Pick the lines holding the string "leather" out of the records and copy them.

Source records ->
-- Opening Marker --

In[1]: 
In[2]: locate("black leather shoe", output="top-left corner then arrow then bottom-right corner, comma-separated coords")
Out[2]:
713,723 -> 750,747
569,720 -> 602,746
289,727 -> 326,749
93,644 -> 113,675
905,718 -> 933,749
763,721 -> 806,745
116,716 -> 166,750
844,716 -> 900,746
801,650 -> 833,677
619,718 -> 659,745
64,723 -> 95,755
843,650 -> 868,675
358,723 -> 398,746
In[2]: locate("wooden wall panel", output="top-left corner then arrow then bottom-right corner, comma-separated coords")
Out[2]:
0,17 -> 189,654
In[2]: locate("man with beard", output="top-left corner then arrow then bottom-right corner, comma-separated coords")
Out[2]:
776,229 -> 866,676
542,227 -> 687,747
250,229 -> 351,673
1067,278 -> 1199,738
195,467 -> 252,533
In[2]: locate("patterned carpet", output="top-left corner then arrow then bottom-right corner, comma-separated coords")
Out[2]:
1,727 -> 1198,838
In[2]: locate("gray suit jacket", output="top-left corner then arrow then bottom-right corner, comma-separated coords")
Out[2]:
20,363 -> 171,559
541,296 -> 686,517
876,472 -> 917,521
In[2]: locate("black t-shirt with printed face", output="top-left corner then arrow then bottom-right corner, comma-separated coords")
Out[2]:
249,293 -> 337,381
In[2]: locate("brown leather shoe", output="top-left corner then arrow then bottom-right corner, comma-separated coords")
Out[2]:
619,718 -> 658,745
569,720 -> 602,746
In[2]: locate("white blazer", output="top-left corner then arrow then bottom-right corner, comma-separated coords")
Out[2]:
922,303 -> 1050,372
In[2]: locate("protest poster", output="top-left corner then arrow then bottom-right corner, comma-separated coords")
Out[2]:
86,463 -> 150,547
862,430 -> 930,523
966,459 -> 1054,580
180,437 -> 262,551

-- Closing Marker --

Result for this exercise ->
In[2]: locate("black leather shoe", output="top-left corner then arrow then bottom-right corner, comma-separated coords")
In[2]: locate("brown leather shoe", output="top-left corner then arrow then bottom-right corner, comma-separated coords")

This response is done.